Could you please reproduce all the records below exactly, leaving out the images?

### Listed entries
* * * * * * *
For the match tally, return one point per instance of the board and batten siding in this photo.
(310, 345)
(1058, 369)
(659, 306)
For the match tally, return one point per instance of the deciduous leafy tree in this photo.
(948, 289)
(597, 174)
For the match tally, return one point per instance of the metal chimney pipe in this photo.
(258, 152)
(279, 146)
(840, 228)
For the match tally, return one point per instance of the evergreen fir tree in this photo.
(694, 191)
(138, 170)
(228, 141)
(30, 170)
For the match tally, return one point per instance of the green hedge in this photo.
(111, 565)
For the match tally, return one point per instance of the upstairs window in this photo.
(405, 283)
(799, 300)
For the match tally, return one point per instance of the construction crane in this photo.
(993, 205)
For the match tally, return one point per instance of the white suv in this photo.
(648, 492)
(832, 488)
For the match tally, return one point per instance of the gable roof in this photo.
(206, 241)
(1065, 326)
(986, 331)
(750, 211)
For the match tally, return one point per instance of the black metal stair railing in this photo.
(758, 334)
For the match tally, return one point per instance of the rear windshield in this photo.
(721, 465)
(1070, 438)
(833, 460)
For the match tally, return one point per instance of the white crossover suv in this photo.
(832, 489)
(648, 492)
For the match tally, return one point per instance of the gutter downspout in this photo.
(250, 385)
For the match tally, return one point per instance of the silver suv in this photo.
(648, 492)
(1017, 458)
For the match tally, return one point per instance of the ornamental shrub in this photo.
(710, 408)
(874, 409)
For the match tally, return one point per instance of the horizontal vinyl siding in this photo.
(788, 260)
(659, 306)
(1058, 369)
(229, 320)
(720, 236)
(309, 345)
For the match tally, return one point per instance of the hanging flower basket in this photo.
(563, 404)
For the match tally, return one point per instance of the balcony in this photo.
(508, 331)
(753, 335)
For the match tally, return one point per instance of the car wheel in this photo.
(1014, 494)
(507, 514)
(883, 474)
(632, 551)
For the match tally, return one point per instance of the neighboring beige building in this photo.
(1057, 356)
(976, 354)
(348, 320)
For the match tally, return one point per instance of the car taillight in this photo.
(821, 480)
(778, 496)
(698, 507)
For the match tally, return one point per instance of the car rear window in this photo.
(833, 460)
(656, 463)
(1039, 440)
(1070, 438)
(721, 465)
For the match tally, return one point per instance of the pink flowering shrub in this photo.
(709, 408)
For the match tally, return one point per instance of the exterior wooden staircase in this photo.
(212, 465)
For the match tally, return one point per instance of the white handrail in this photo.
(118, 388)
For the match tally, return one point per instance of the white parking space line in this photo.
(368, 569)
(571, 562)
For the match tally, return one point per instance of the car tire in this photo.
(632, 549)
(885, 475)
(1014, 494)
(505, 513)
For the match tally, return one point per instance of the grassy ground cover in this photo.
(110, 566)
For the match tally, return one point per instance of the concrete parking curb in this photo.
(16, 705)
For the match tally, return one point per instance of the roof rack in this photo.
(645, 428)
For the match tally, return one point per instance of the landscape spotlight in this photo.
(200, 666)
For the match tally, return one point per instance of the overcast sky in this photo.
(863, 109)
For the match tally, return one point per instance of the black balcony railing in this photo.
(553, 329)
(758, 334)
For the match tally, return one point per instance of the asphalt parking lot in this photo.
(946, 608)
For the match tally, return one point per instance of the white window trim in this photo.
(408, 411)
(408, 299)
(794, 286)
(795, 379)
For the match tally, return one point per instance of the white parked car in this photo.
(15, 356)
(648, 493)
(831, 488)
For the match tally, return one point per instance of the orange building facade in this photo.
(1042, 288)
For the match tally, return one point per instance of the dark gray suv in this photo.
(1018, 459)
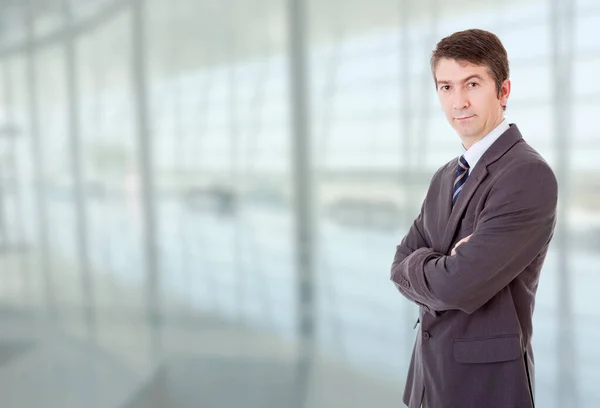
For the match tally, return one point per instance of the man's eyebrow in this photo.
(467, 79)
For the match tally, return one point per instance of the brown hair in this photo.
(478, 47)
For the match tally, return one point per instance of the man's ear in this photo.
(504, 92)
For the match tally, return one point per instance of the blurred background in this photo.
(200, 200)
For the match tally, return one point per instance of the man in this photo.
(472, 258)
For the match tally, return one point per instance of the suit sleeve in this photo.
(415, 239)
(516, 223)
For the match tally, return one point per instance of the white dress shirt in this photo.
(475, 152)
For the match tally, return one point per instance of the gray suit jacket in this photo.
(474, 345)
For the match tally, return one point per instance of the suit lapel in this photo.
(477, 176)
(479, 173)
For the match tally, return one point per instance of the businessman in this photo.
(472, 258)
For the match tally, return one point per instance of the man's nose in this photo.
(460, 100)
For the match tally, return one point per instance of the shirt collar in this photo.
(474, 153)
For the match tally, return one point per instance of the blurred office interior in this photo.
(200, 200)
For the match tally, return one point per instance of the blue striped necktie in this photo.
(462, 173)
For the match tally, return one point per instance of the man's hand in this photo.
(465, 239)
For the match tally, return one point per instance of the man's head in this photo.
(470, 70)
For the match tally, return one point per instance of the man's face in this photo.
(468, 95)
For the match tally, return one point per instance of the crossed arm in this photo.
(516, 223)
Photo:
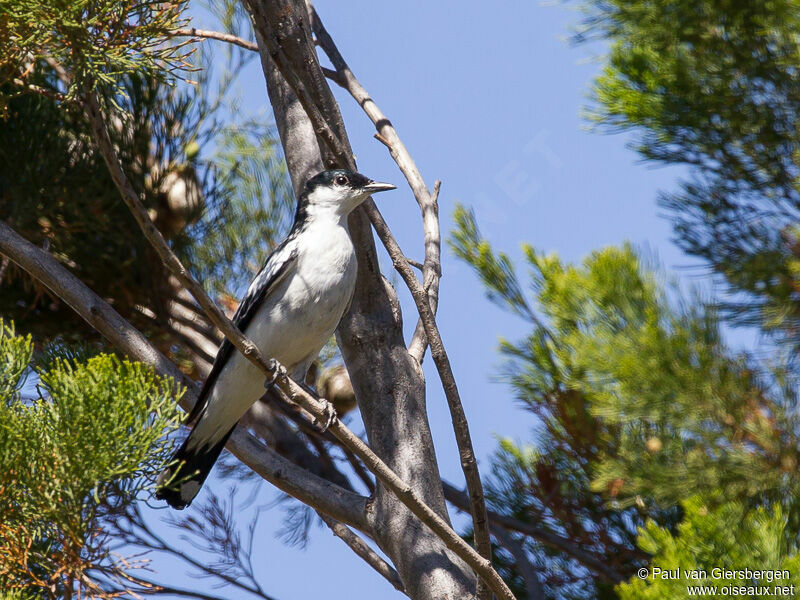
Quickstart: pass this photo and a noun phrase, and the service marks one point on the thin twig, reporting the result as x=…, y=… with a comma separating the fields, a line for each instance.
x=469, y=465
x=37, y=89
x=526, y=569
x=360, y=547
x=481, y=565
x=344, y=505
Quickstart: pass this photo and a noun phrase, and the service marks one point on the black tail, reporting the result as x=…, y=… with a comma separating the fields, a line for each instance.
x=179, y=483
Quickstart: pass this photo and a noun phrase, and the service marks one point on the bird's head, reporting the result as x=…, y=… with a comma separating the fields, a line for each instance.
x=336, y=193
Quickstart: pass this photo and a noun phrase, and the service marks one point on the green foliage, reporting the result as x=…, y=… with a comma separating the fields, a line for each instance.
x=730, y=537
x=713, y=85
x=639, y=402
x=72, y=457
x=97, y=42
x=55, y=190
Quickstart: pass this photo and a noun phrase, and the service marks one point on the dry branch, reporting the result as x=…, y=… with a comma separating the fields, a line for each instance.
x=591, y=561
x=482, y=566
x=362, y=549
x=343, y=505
* * * * * * *
### Your response
For the match tally, return one point per instance of the board and batten siding in this photo.
(310, 345)
(1058, 369)
(659, 306)
For the match tally, return one point per instance of the deciduous leafy tree in this photo.
(948, 289)
(597, 174)
For the match tally, return one point per instance of the metal chimney pipe in this photo.
(258, 152)
(279, 146)
(840, 228)
For the match tally, return one point per instance of the evergreen fir tree in this photo.
(694, 191)
(138, 170)
(228, 141)
(30, 170)
For the match tally, return one point per instance of the green hedge in this photo.
(111, 565)
For the match tally, return one point per instance of the upstairs window in this photo.
(405, 283)
(799, 300)
For the match tally, return one point per instance of the construction crane in this photo.
(993, 205)
For the match tally, return one point per instance of the white suv in this photo.
(648, 492)
(832, 488)
For the match tally, return one point per instance of the gable roof in this photo.
(206, 241)
(1065, 326)
(986, 331)
(750, 211)
For the match tally, return one point per instance of the black metal stair railing in this photo.
(758, 334)
For the match tally, return one point per instance of the rear windshield in this photo.
(721, 465)
(1070, 438)
(833, 460)
For the match tally, return one point per instance of the white crossover suv in this photo.
(832, 489)
(648, 492)
For the match tally, return one point per instance of the gutter downspout in this photo.
(250, 385)
For the match tally, return one point per instance of the silver suv in this photo.
(648, 492)
(1017, 458)
For the match tally, return one point per instance of the ornamental shrub in this photo.
(710, 408)
(874, 409)
For the match tally, return one point per instance of the horizontal vinyl siding in this photo.
(788, 260)
(659, 306)
(1058, 369)
(229, 320)
(720, 236)
(309, 345)
For the match tally, return one point per instance of the hanging flower basket in this photo.
(563, 404)
For the match tally, return one point per instance of the balcony in this photo.
(508, 331)
(753, 335)
For the match tally, return one point per instance of the car wheel in this photo.
(1014, 494)
(507, 514)
(883, 474)
(632, 551)
For the match tally, return one point per instance of the neighboring beige building in this photo.
(1057, 356)
(976, 354)
(348, 320)
For the match tally, return one point per instance of the car taillight in this photo.
(821, 480)
(778, 496)
(698, 507)
For the match tally, return one point per instance of the car rear window in this photo.
(833, 460)
(656, 463)
(1039, 440)
(1070, 438)
(721, 465)
For the match tally, return one point per instance of the pink flowering shrub in this photo.
(709, 408)
For the match tally, return one point per instance of the exterior wooden staircase in this photo.
(212, 465)
For the match tally, return one point per instance of the white handrail in this photo.
(118, 388)
For the match tally, return one point per instance of the white parking space line in this photo.
(368, 569)
(571, 562)
For the match tally, return one point per instance of the car tire in this photo.
(632, 549)
(885, 475)
(1014, 494)
(505, 513)
For the match tally, return one point per instance of the grassy ground cover in this photo.
(110, 566)
For the match tally, return one point per instance of the concrete parking curb in this photo.
(16, 705)
For the match tally, return one point per instance of the roof rack in this photo.
(645, 428)
For the match tally, return one point per instance of the landscape spotlight in this photo.
(200, 666)
For the match tally, return one point per instance of the overcast sky in this photo.
(863, 109)
For the match tally, return one point per instance of the black balcony railing in this photo.
(553, 329)
(758, 334)
For the match tally, return one point per instance of the asphalt parking lot in this photo.
(946, 608)
For the match tally, return one point per instance of the white window trim in this photo.
(408, 411)
(408, 299)
(794, 286)
(795, 379)
For the match tally, return one point per instance of the white parked car in this photo.
(15, 356)
(648, 493)
(831, 488)
For the match tally, return one point per instance of the orange building facade in this photo.
(1042, 288)
For the match tally, return one point per instance of the dark gray suv in this photo.
(1018, 459)
For the match tally, return one point per instance of the man's eyebrow in this photo.
(467, 79)
For the match tally, return one point per instance of the brown hair in this photo.
(478, 47)
For the match tally, return one point per instance of the man's ear in this photo.
(504, 92)
For the match tally, return one point per instance of the blurred background in this photo.
(200, 200)
For the match tally, return one point per instance of the man in this photo.
(472, 258)
For the match tally, return one point per instance of the suit sleeve in this photo.
(415, 239)
(516, 223)
For the match tally, return one point per instance of the white dress shirt in this photo.
(475, 152)
For the match tally, return one point per instance of the gray suit jacket in this photo.
(474, 345)
For the match tally, return one point per instance of the suit lapel in this photo.
(477, 176)
(479, 173)
For the match tally, return one point per instance of the businessman in this photo.
(472, 258)
For the match tally, return one point per instance of the man's nose in this photo.
(460, 100)
For the match tally, return one point per instance of the shirt collar in this photo.
(474, 153)
For the match tally, return one point per instance of the blurred office interior in this photo.
(200, 200)
For the match tally, return one point per instance of the blue striped necktie in this photo.
(462, 173)
For the match tally, return one point per instance of the man's hand in this photo.
(465, 239)
For the match tally, return one point per instance of the man's head in this photo.
(470, 70)
For the match tally, return one point per instance of the man's face in this photo.
(468, 95)
For the match tally, return one point per instance of the crossed arm in this photo.
(516, 223)
Photo:
Quickstart: pass this photo and a noun phrase, and the service marks one point on the thin twig, reporting the result as x=…, y=… with a comma separating the fields, a line for each instance.
x=469, y=465
x=37, y=89
x=526, y=569
x=360, y=547
x=481, y=565
x=344, y=505
Quickstart: pass this photo and a noun phrase, and the service marks one point on the black tail, reporting the result as x=…, y=… with a comma separating the fields, a line for each instance.
x=179, y=483
Quickstart: pass this photo and a noun phrase, and the service marks one point on the bird's head, reporting the result as x=…, y=… with a comma separating the fields, a line for each instance.
x=336, y=193
Quickstart: pass this photo and a noun phrase, and the service marks one point on the green foliage, reporting the result as x=…, y=… with a comma separating the fields, a line for each instance.
x=730, y=537
x=713, y=85
x=639, y=402
x=72, y=457
x=97, y=42
x=55, y=190
Quickstart: pass this photo and a noun phrase, and the service marks one point on the dry branch, reporting the result as x=…, y=… with a comma separating the fields, a line for each instance.
x=591, y=561
x=482, y=566
x=362, y=549
x=343, y=505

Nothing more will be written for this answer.